**FRAGMENTO**
Joan Avinyo i Parés
A mediados de 1975, media España
esperaba con los rosarios en la mano para rezar sus jaculatorias por el
caudillo, difunto inminente, mientras la otra mitad esperaba con las botellas
de champán en la nevera para celebrar la ansiada desaparición del tirano. Sólo
un sentimiento era común en unos y otros: el miedo. Un miedo pegajoso,
paralizante. Durante décadas, nos inocularon la idea de que los españoles
éramos una especie de indomables fieras salvajes que nos despedazaríamos entre
nosotros cuando nos aflojaran el dogal, y el caso es que nos lo habíamos
creído.
Nada de lo que pasó en España
después de la muerte del dictador no se explica sin el miedo. No miedo del
ejército ni de la represión, sino del regreso de la guerra civil. Aquella
magnífica transición democrática llena de heroicos consensos, concesiones
generosas y emocionantes renuncias sólo fue posible por un pánico compulsivo a recrear
la peor tragedia de nuestra historia. La España del posfranquismo estaba
aterrorizada de sí misma, y eso la hizo ir con pies de plomo en su camino hacia
la libertad.

**EJERCICIOS**
1. Responde según el fragmento:
(a) ¿Con qué en la mano esperaba media España para rezar por el caudillo?
(b) ¿A qué regreso tenían miedo los españoles tras la muerte del dictador?
(c) ¿Cómo hizo ir el miedo a la España del posfranquismo en su camino hacia la libertad?
2. Di si cada afirmación coincide con el fragmento y cita las palabras que lo deciden:
(a) La otra mitad de España tenía botellas de champán en la nevera.
(b) El miedo de los españoles era sobre todo miedo del ejército.
(c) A los españoles les inculcaron la idea de que eran fieras salvajes.
3. Reescribe la parte del fragmento que empieza con "Nada de lo que" y termina con "la libertad.", y sustituye "pánico compulsivo" por "temor obsesivo".

**EXTRACTO DE DATOS**
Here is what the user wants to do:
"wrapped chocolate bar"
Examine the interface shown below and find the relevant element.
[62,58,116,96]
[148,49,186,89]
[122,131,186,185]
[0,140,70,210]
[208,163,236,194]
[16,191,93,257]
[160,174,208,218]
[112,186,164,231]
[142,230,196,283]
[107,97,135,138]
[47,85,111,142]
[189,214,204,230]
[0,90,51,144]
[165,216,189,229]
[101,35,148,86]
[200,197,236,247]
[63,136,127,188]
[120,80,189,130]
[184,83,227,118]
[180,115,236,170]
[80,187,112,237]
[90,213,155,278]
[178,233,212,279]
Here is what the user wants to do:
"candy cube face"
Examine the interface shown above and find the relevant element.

--

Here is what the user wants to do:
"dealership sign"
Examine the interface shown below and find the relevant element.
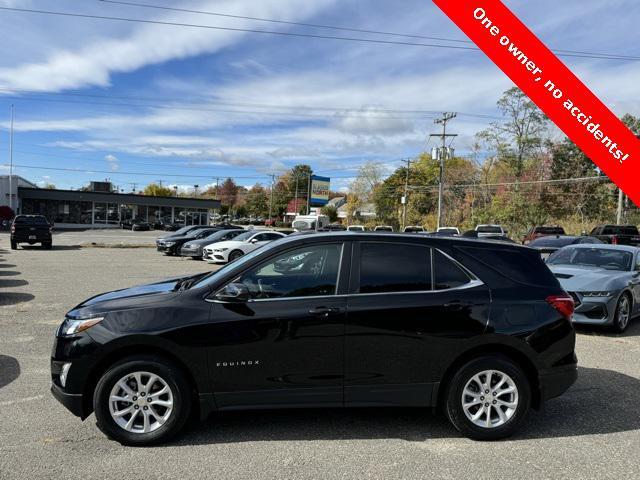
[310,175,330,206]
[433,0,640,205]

**SOLUCIONES POR TAREA**
1.
(a) Con los rosarios.
(b) Al regreso de la guerra civil.
(c) Con pies de plomo.

2.
(a) Sí: "esperaba con las botellas de champán en la nevera".
(b) No: "No miedo del ejército ni de la represión, sino del regreso de la guerra civil."
(c) Sí: "nos inocularon la idea de que los españoles éramos una especie de indomables fieras salvajes".

3.
Nada de lo que pasó en España
después de la muerte del dictador no se explica sin el miedo. No miedo del
ejército ni de la represión, sino del regreso de la guerra civil. Aquella
magnífica transición democrática llena de heroicos consensos, concesiones
generosas y emocionantes renuncias sólo fue posible por un temor obsesivo a recrear
la peor tragedia de nuestra historia. La España del posfranquismo estaba
aterrorizada de sí misma, y eso la hizo ir con pies de plomo en su camino hacia
la libertad.